### Work to complete
Your output should be the lines from the one that contains "Task: point out each instance of the brown metal" to the end of the listing, transcribed exactly. Include nothing else.

================

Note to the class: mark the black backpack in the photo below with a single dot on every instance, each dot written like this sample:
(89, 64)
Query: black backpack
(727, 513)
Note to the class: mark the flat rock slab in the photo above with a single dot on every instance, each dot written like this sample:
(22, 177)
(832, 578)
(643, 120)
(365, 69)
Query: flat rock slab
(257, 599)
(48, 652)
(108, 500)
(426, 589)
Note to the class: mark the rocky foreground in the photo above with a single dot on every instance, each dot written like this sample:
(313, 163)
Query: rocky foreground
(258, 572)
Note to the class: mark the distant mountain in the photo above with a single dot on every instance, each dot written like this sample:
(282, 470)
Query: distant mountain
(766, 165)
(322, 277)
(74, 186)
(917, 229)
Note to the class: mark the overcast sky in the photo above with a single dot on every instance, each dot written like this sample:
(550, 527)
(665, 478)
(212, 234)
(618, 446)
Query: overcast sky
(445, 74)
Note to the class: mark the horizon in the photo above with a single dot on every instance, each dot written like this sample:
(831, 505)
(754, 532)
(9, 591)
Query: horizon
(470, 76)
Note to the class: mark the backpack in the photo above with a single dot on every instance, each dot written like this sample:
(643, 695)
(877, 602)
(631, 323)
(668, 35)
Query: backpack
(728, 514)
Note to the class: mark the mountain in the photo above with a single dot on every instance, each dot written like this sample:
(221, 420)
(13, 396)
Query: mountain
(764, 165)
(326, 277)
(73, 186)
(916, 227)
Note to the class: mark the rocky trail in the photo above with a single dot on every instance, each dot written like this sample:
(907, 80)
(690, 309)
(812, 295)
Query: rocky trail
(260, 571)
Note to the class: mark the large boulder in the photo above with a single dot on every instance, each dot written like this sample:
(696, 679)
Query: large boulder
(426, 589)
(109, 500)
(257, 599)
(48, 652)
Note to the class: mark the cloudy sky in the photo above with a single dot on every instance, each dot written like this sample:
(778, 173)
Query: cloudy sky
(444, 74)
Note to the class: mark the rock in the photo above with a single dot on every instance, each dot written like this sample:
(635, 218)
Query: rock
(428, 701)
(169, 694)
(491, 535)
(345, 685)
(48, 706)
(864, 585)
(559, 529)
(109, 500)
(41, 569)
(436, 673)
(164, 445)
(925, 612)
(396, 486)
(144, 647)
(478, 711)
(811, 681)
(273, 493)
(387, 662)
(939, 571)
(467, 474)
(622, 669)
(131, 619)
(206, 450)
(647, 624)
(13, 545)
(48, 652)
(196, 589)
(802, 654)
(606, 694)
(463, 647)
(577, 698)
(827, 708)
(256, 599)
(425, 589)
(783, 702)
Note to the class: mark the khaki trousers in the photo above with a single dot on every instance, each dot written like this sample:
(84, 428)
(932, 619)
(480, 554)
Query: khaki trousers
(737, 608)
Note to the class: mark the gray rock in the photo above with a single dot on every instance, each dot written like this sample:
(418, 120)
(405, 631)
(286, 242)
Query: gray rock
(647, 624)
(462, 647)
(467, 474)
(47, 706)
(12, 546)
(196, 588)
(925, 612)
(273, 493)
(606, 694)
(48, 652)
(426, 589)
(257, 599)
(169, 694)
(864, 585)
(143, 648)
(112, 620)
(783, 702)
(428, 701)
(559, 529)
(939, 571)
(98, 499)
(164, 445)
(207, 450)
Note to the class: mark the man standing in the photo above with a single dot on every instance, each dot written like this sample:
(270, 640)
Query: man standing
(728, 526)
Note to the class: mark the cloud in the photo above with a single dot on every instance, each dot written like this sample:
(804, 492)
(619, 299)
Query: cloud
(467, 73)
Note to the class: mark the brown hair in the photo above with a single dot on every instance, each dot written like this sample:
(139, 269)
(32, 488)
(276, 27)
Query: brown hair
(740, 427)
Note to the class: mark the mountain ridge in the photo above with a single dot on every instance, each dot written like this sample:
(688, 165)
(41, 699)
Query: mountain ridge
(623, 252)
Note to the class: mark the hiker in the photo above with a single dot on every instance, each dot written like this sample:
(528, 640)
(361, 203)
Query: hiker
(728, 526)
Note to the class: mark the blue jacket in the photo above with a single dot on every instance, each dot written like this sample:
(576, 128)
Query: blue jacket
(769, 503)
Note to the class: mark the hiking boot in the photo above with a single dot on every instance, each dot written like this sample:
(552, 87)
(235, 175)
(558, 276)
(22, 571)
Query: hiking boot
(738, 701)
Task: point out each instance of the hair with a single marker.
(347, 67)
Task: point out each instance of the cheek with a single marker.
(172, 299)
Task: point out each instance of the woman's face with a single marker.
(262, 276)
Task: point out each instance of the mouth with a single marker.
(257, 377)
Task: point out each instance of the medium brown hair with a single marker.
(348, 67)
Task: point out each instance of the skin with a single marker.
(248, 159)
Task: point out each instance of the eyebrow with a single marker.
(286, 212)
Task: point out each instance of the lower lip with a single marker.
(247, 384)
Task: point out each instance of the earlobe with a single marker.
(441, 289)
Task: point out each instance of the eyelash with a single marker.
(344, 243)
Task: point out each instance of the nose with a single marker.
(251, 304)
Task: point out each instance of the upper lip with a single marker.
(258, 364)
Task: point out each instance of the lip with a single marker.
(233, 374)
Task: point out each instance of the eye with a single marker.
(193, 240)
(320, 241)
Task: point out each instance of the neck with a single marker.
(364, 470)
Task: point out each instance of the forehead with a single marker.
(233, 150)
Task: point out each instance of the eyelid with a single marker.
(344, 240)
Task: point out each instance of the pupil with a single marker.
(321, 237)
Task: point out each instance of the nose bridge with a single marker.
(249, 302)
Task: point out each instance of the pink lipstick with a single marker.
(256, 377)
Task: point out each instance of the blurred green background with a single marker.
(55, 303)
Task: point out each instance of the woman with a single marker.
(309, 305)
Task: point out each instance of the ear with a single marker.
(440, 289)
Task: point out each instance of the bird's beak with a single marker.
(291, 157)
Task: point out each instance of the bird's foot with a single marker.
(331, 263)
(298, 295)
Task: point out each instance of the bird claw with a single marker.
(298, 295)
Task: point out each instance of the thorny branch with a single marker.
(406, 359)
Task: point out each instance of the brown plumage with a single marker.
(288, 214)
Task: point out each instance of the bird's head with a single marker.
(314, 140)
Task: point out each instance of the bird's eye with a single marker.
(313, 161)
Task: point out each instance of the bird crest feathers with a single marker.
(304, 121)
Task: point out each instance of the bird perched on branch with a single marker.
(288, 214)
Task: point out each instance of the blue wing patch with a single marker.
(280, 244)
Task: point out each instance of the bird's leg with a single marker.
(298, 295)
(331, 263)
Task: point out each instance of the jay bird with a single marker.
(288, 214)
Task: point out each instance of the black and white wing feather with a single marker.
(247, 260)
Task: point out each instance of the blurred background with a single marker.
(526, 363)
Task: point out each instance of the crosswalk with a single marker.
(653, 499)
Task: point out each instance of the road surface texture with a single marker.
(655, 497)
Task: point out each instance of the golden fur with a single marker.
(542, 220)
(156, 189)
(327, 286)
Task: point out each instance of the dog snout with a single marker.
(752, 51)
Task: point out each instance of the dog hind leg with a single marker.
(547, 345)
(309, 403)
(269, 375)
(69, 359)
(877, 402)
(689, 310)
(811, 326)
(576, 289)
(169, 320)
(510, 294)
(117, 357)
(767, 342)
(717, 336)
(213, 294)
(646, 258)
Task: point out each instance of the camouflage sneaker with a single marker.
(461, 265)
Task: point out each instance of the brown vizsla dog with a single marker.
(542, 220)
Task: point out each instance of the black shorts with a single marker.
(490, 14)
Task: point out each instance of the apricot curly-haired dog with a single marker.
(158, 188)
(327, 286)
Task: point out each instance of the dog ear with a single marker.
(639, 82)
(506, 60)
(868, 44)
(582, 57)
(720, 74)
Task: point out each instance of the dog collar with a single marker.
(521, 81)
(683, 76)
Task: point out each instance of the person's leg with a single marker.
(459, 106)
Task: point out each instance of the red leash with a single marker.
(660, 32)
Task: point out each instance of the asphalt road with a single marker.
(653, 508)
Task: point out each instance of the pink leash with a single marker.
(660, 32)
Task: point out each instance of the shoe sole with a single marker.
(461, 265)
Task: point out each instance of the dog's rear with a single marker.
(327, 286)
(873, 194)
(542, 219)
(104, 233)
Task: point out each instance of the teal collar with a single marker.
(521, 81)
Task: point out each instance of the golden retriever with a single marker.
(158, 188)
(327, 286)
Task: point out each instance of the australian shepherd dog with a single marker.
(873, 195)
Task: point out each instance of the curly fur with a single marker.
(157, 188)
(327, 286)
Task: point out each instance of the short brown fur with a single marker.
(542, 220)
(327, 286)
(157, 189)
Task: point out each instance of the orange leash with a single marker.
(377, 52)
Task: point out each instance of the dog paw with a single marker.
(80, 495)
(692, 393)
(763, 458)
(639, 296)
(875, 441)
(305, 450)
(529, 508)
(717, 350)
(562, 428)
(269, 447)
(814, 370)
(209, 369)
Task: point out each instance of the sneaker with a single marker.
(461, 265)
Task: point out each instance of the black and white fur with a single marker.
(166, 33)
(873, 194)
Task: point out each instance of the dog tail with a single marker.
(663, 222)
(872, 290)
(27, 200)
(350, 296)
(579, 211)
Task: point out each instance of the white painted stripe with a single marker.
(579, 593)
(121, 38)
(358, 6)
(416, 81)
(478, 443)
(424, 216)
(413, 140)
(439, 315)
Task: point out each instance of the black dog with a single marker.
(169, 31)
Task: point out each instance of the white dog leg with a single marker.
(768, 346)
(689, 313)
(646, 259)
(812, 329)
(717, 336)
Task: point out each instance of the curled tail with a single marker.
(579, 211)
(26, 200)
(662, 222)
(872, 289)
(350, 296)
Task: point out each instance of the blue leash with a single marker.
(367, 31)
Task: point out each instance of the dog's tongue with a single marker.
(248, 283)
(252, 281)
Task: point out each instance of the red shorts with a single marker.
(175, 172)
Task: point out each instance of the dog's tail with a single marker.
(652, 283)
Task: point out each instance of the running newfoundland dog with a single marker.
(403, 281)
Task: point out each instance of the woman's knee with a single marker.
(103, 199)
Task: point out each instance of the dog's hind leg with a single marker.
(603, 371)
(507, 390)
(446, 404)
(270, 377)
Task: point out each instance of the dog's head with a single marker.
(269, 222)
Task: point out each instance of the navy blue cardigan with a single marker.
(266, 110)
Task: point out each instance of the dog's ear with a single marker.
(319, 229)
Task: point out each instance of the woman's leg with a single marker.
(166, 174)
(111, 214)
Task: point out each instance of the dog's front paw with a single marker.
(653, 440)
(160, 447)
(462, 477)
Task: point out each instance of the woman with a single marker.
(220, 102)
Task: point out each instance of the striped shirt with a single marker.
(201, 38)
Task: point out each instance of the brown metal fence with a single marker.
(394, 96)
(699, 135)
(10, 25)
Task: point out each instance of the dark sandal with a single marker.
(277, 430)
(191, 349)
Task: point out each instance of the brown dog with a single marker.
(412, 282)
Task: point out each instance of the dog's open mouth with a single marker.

================

### Completed exercise
Task: point out each instance of the brown metal fence with a single marker.
(394, 96)
(699, 135)
(10, 25)
Task: point out each instance of the dark sandal with a single marker.
(277, 430)
(191, 349)
Task: point out each instance of the brown dog with a single marker.
(412, 282)
Task: point out each instance of the dog's open mouth with a single marker.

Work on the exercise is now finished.